━━━━━ LISTED RECORDS

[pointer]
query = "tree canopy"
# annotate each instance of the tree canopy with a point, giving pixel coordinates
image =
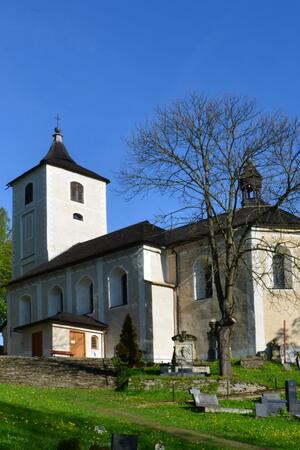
(202, 151)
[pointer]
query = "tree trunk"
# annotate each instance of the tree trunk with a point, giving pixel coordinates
(224, 340)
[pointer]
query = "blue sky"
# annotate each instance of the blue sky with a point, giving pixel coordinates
(104, 66)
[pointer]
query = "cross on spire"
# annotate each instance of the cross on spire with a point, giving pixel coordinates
(58, 119)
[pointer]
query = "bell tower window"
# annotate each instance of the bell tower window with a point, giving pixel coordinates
(77, 192)
(28, 193)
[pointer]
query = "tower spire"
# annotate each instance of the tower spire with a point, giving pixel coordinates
(250, 184)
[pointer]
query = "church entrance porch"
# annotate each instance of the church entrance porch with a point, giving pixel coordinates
(37, 343)
(77, 343)
(64, 335)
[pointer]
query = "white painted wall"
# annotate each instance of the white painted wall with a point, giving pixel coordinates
(23, 259)
(162, 323)
(61, 340)
(62, 230)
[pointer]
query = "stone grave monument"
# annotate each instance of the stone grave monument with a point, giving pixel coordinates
(184, 356)
(293, 404)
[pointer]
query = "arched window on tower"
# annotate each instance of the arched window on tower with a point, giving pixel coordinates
(202, 279)
(77, 194)
(117, 286)
(28, 193)
(85, 296)
(25, 310)
(55, 301)
(282, 268)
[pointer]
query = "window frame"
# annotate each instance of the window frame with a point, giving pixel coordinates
(76, 192)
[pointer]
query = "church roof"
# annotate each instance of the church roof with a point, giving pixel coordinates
(68, 318)
(147, 233)
(139, 233)
(256, 216)
(58, 156)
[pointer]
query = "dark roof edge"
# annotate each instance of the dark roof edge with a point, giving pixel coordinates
(57, 320)
(57, 164)
(81, 260)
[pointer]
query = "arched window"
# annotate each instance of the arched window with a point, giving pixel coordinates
(76, 192)
(28, 193)
(94, 342)
(25, 310)
(202, 279)
(117, 283)
(78, 216)
(282, 268)
(85, 296)
(55, 301)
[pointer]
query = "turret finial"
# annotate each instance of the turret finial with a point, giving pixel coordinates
(57, 136)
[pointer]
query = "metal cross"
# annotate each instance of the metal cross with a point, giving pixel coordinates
(57, 118)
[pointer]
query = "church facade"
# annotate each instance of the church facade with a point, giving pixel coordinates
(74, 283)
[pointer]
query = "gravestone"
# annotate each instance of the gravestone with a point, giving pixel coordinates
(185, 352)
(124, 442)
(252, 362)
(293, 404)
(212, 341)
(271, 404)
(210, 403)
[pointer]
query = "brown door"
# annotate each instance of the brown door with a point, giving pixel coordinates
(77, 344)
(37, 343)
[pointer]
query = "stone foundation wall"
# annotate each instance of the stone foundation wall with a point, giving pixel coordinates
(57, 372)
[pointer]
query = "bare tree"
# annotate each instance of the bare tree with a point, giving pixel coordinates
(214, 155)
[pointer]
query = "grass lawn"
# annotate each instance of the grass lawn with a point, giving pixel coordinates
(37, 418)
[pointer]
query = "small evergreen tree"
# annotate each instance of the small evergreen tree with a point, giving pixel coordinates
(127, 349)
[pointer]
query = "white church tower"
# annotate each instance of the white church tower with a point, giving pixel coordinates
(56, 204)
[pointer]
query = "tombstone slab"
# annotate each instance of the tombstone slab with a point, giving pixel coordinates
(293, 404)
(124, 442)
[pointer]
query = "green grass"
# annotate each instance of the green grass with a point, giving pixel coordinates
(38, 418)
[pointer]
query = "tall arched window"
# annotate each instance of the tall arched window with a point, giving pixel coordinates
(25, 310)
(282, 268)
(76, 192)
(55, 301)
(117, 284)
(28, 193)
(94, 342)
(202, 279)
(85, 296)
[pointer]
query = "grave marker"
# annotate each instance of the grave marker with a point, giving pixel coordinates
(124, 442)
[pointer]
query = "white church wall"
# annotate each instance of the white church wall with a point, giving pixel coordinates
(194, 315)
(162, 323)
(29, 248)
(155, 265)
(129, 260)
(63, 230)
(276, 305)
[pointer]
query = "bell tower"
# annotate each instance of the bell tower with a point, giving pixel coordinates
(56, 204)
(250, 184)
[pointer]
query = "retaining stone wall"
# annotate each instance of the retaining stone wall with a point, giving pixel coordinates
(57, 372)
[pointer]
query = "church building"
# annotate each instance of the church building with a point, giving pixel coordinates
(74, 283)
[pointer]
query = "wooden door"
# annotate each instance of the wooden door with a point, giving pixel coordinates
(37, 343)
(77, 343)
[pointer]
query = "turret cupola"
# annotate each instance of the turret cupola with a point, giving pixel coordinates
(250, 184)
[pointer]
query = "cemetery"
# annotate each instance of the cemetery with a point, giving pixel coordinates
(183, 412)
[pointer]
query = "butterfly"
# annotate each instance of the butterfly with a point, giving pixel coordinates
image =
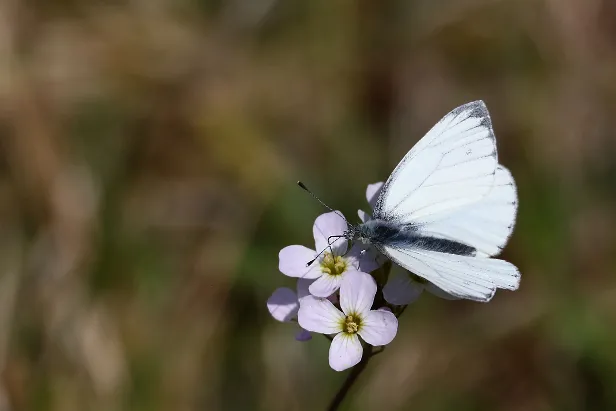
(447, 208)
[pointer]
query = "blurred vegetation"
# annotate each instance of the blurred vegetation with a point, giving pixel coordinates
(148, 155)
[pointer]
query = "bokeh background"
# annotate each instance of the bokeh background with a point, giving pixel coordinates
(149, 151)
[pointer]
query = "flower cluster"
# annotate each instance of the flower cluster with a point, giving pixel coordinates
(344, 293)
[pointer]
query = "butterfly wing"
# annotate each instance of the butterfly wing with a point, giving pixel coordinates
(453, 165)
(449, 185)
(485, 225)
(473, 278)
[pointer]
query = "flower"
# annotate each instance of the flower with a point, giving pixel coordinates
(332, 265)
(404, 288)
(376, 327)
(283, 305)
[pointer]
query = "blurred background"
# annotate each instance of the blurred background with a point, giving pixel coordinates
(149, 151)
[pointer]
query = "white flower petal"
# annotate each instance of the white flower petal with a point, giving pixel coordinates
(434, 290)
(303, 285)
(401, 289)
(372, 193)
(293, 259)
(283, 304)
(303, 335)
(327, 225)
(379, 327)
(357, 292)
(363, 258)
(319, 315)
(345, 351)
(363, 216)
(326, 285)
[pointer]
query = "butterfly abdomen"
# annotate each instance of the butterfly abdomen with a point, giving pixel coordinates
(385, 233)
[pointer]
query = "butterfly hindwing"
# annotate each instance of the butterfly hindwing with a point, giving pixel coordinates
(473, 278)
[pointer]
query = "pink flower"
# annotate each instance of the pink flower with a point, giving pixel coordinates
(332, 265)
(376, 327)
(283, 305)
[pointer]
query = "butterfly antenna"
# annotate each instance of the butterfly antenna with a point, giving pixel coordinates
(309, 263)
(302, 185)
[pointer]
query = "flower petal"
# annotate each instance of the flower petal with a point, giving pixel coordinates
(319, 315)
(401, 289)
(326, 225)
(363, 216)
(345, 351)
(357, 293)
(303, 285)
(283, 304)
(434, 290)
(326, 285)
(372, 193)
(363, 258)
(292, 262)
(379, 327)
(303, 335)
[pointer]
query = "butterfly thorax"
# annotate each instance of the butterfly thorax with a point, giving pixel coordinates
(384, 233)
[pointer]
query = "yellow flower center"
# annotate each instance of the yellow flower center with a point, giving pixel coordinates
(333, 265)
(351, 324)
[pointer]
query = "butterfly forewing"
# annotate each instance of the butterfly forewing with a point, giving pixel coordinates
(451, 166)
(450, 186)
(485, 225)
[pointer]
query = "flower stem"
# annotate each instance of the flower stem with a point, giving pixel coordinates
(350, 380)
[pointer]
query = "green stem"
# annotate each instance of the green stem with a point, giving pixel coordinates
(350, 380)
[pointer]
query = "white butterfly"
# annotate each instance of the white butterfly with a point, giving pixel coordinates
(448, 207)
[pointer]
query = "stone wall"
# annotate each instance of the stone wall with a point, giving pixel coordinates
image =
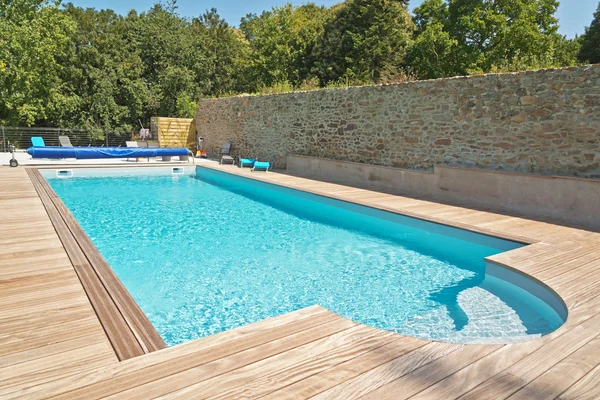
(543, 122)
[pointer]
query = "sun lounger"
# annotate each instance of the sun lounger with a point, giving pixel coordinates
(132, 144)
(37, 141)
(65, 141)
(263, 165)
(247, 162)
(83, 153)
(225, 154)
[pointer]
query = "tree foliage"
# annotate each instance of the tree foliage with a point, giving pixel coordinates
(590, 41)
(62, 65)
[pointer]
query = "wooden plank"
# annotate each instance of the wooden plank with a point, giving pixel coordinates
(193, 352)
(562, 375)
(329, 375)
(234, 379)
(226, 364)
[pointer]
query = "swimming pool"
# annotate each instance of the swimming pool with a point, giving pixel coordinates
(202, 251)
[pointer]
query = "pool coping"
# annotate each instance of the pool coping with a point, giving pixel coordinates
(553, 241)
(136, 334)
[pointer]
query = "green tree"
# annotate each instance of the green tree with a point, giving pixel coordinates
(105, 72)
(33, 35)
(364, 41)
(590, 42)
(282, 41)
(224, 55)
(431, 55)
(459, 37)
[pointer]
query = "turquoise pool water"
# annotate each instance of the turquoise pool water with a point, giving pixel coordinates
(203, 254)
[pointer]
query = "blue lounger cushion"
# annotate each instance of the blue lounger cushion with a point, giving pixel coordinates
(262, 165)
(247, 162)
(38, 141)
(82, 153)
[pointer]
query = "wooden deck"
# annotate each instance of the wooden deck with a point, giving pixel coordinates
(52, 343)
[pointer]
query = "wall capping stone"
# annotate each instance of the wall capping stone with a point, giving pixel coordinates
(544, 122)
(563, 200)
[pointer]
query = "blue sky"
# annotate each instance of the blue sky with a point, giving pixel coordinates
(573, 15)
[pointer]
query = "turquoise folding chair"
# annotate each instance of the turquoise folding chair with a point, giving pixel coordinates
(38, 141)
(261, 165)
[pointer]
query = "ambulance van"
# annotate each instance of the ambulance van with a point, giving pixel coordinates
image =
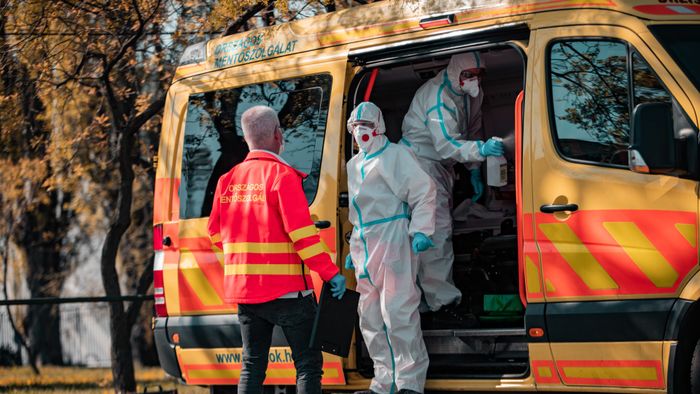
(581, 273)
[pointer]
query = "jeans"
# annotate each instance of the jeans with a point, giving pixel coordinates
(296, 317)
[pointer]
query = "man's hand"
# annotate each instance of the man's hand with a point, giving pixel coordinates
(348, 263)
(492, 147)
(337, 286)
(421, 242)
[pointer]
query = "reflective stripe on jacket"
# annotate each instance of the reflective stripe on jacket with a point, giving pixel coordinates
(260, 218)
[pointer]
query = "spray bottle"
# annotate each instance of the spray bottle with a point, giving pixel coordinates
(496, 169)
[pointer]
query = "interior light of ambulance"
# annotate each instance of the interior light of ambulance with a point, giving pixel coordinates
(195, 53)
(536, 332)
(435, 21)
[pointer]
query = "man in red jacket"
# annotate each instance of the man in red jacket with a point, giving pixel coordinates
(260, 218)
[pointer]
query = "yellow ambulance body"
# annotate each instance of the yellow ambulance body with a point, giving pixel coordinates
(585, 278)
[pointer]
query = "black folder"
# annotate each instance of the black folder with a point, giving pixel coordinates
(335, 321)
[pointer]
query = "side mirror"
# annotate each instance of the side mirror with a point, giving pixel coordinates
(653, 148)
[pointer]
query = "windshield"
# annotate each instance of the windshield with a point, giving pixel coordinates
(683, 44)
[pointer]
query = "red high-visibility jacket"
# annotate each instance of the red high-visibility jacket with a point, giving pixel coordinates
(261, 219)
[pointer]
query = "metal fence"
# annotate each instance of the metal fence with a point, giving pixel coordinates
(84, 330)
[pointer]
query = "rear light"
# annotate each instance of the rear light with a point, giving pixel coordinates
(158, 260)
(436, 21)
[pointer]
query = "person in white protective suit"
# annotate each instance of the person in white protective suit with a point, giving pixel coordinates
(392, 209)
(443, 126)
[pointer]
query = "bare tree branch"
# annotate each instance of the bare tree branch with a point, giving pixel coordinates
(244, 18)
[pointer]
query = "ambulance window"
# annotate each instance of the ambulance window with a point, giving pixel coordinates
(214, 139)
(683, 44)
(647, 87)
(590, 100)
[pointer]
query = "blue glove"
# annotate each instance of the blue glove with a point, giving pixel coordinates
(337, 286)
(492, 147)
(421, 243)
(348, 263)
(477, 184)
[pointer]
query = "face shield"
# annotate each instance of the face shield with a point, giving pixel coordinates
(366, 124)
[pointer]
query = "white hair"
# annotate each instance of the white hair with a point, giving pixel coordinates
(259, 124)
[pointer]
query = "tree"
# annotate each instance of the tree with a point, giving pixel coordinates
(91, 77)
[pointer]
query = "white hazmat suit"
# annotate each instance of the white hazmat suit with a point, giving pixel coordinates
(442, 127)
(391, 200)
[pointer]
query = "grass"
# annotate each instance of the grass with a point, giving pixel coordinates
(85, 380)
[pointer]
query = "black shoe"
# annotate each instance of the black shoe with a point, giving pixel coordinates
(450, 317)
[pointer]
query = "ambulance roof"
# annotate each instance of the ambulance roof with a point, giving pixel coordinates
(390, 18)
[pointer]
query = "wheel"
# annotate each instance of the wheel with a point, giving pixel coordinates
(695, 370)
(223, 389)
(279, 389)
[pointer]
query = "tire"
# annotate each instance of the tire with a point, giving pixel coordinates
(223, 389)
(695, 370)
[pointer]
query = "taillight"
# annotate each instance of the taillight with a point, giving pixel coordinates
(158, 259)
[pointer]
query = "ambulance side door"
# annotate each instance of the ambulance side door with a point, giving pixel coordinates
(616, 245)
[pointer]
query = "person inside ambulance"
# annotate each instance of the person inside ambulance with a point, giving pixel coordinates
(443, 126)
(393, 213)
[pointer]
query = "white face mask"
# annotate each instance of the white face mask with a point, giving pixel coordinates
(365, 137)
(281, 147)
(470, 87)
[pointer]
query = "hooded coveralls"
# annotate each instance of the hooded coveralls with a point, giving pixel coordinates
(442, 127)
(392, 199)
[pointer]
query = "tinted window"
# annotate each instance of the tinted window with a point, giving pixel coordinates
(683, 44)
(214, 139)
(593, 93)
(590, 100)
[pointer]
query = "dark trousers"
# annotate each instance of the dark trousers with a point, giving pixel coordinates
(296, 317)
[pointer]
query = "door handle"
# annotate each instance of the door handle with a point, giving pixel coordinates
(547, 208)
(322, 224)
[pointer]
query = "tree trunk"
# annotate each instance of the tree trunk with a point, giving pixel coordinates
(122, 359)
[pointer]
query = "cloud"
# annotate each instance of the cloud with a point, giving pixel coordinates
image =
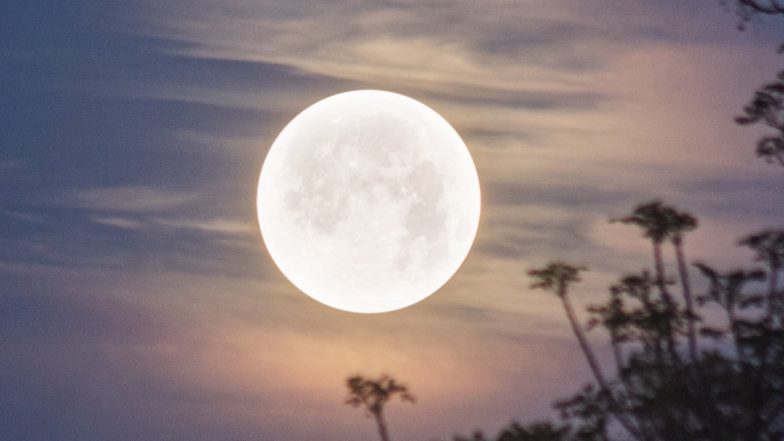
(133, 199)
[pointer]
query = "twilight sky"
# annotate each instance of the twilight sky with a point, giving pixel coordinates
(138, 302)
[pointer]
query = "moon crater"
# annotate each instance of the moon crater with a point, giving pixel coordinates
(368, 201)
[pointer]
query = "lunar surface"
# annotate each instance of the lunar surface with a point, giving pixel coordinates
(368, 201)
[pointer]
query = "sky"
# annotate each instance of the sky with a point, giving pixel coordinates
(137, 300)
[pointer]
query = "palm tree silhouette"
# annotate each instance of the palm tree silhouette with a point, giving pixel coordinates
(556, 278)
(373, 395)
(660, 222)
(769, 246)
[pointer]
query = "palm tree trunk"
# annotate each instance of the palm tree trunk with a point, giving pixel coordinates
(773, 283)
(578, 332)
(382, 427)
(594, 365)
(684, 276)
(661, 282)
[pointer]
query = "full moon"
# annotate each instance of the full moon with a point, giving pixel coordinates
(368, 201)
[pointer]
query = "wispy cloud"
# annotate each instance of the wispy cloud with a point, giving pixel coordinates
(136, 199)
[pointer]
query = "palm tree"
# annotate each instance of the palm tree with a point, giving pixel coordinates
(680, 223)
(659, 223)
(373, 395)
(556, 278)
(769, 246)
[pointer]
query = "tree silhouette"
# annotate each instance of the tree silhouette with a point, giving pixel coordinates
(729, 387)
(767, 107)
(373, 395)
(769, 246)
(746, 9)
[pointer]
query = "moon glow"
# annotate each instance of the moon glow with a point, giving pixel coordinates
(368, 201)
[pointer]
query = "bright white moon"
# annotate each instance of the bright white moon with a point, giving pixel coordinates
(368, 201)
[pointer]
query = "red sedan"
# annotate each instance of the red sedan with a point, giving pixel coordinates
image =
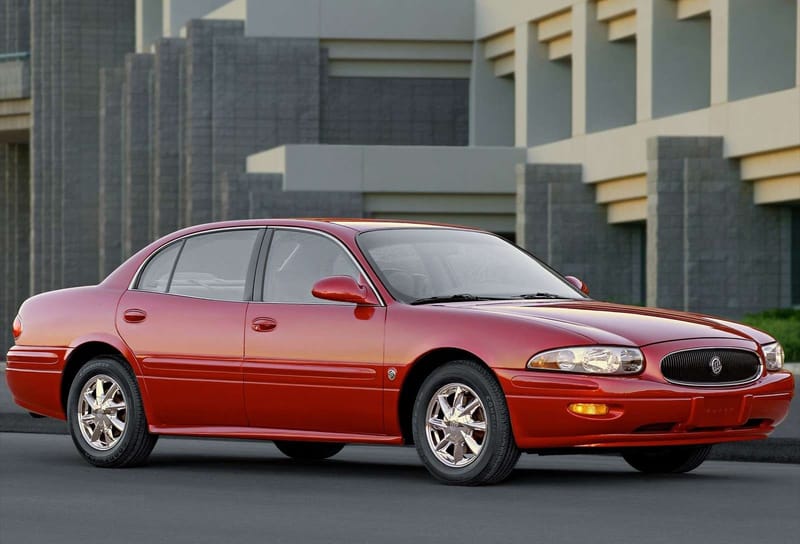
(315, 334)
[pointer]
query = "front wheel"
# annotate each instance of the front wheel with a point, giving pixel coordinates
(667, 460)
(106, 417)
(308, 451)
(461, 426)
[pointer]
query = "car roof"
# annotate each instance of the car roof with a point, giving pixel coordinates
(357, 224)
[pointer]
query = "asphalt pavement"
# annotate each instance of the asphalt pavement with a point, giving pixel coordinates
(213, 491)
(783, 446)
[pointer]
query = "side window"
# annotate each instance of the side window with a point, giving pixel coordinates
(155, 276)
(297, 260)
(214, 265)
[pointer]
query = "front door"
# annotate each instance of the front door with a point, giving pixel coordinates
(311, 364)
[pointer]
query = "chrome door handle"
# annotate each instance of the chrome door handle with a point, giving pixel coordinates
(263, 324)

━━━━━━━━━━

> TASK GOAL
Go through the entries above, and wherever a line holds the word "sedan", copy that line.

> EXERCISE RESPONSE
query = "red sedan"
# annotate each instance of the red sedan with a point, giving pixel coordinates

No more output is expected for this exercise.